[Pointing records]
------------------------------

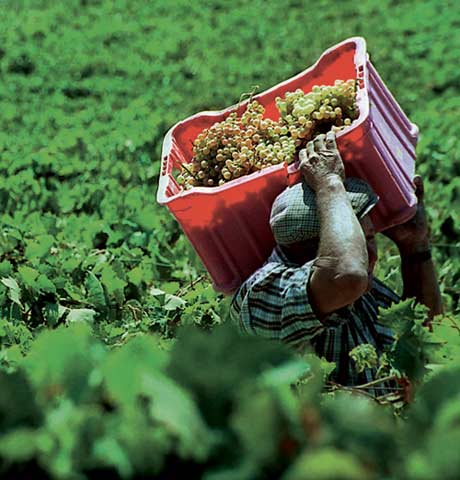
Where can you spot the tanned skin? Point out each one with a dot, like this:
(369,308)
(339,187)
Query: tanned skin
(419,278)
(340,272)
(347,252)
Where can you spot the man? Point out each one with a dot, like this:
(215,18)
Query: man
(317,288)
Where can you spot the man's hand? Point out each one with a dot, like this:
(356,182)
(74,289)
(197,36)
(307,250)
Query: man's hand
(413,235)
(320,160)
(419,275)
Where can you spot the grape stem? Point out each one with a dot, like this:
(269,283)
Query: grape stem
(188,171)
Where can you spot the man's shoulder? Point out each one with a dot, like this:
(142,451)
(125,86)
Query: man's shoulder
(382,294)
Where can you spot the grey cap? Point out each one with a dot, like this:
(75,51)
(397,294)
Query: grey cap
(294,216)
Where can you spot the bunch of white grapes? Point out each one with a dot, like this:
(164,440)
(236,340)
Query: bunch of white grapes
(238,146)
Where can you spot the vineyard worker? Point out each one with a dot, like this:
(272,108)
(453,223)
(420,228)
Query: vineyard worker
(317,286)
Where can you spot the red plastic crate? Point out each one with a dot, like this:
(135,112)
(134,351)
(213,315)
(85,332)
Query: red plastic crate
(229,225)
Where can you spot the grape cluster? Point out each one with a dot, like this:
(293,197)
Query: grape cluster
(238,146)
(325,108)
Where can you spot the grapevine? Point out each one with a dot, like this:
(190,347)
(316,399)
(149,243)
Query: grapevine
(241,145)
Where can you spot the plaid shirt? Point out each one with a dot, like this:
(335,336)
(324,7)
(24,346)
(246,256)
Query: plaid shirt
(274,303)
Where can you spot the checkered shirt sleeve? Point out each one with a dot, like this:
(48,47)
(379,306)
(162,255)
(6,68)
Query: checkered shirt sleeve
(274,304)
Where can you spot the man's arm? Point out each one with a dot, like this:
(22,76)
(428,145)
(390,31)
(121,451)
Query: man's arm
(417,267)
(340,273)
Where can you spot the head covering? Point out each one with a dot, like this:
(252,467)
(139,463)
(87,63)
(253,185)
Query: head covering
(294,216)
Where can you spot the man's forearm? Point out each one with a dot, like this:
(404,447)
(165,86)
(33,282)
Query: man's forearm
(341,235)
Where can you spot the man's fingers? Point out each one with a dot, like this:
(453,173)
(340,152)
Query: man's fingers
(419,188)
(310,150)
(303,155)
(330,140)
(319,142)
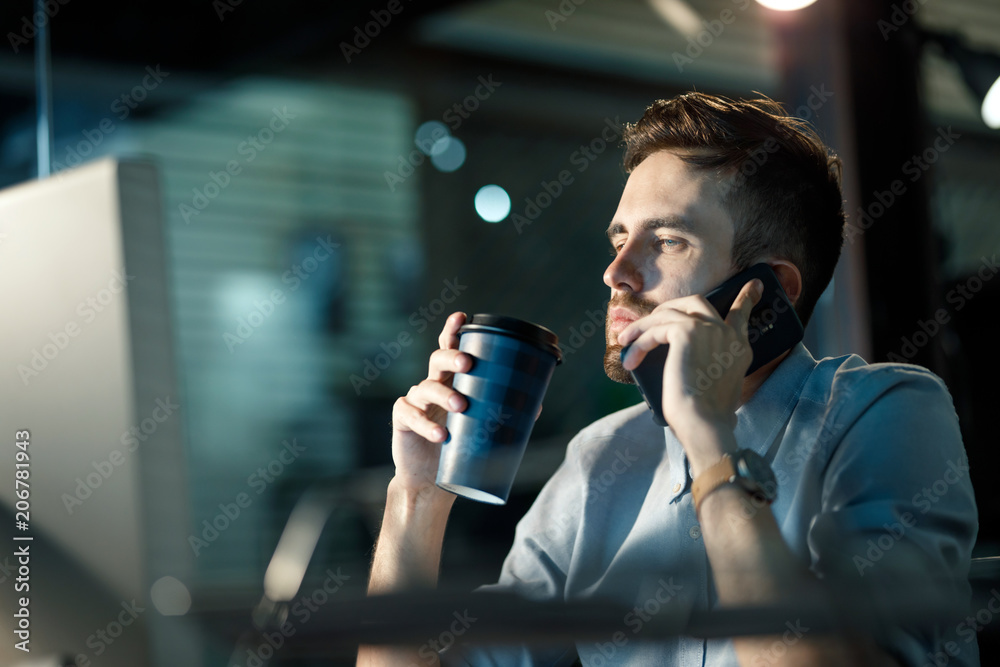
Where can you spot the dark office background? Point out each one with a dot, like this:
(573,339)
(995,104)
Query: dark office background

------------------------------

**Set problem**
Your task is to retype all the entries exactly and leave out any pictures.

**Complete output**
Where can you spot the tanned skin? Point out each one with a dot, like this:
(369,308)
(339,187)
Query: tanned skin
(419,278)
(340,272)
(347,252)
Where can you spot the man? Point out each one with a dot, like this:
(215,18)
Query: man
(317,288)
Where can you spot the man's hand? Point out each one with a dot, like this:
(356,182)
(74,289)
(197,36)
(307,250)
Query: man's hand
(413,235)
(320,160)
(419,275)
Where can you spot the grape stem? Point out each one with a dot, like this:
(269,283)
Query: grape stem
(188,171)
Where can you spot the man's shoulder? Point out each one with a dot, like this:
(142,451)
(125,86)
Query: man's shoulder
(382,294)
Where can you spot the grey cap? Point out each one with a dot, like this:
(75,51)
(397,294)
Query: grey cap
(294,216)
Where can you spot the bunch of white grapes? Point out each one with a dot, like this:
(164,440)
(236,340)
Query: bunch of white grapes
(238,146)
Where can you spot the vineyard worker? Point out each one with a dot, like this:
(272,108)
(453,223)
(420,228)
Query: vineyard worker
(317,286)
Where can you spot the red plastic crate? Point out each one with a dot, like this:
(135,112)
(134,351)
(213,315)
(85,332)
Query: red plastic crate
(229,225)
Where can you spot the grape cluster? Point out each one with a dot, like this:
(293,197)
Query: grape cluster
(238,146)
(325,108)
Where can you spot the grapevine? Point out each one with a dot, like this:
(190,347)
(316,399)
(149,243)
Query: grapevine
(241,145)
Where can you spot the plaid shirt? Point out each one with a dot, like this:
(335,336)
(324,7)
(24,346)
(246,256)
Query: plaid shirt
(274,303)
Where can you spot the checkered shirt sleeve? Point out each one with a dot, like this:
(48,47)
(379,306)
(162,255)
(6,68)
Query: checkered shirt sleeve
(274,304)
Where can you spot the man's arm? Point out each one with a dot, like this:
(22,76)
(428,145)
(390,31)
(121,451)
Query: man's arm
(417,267)
(340,273)
Where can you spot the head covering? Point out each one with a dot, like this:
(252,467)
(139,463)
(87,63)
(253,185)
Query: head covering
(294,216)
Where can you spot the man's forearm? Point out each one with a dot, like this:
(404,447)
(165,86)
(33,282)
Query: man's forearm
(341,235)
Where can you spot the man's fingers? Point out each one with a dot, like this:
(453,173)
(340,152)
Query: man's fingers
(419,188)
(310,150)
(303,155)
(330,140)
(319,142)
Where can you spot the dark office background? Point out each one with a dot, like this:
(573,339)
(995,104)
Query: dark office background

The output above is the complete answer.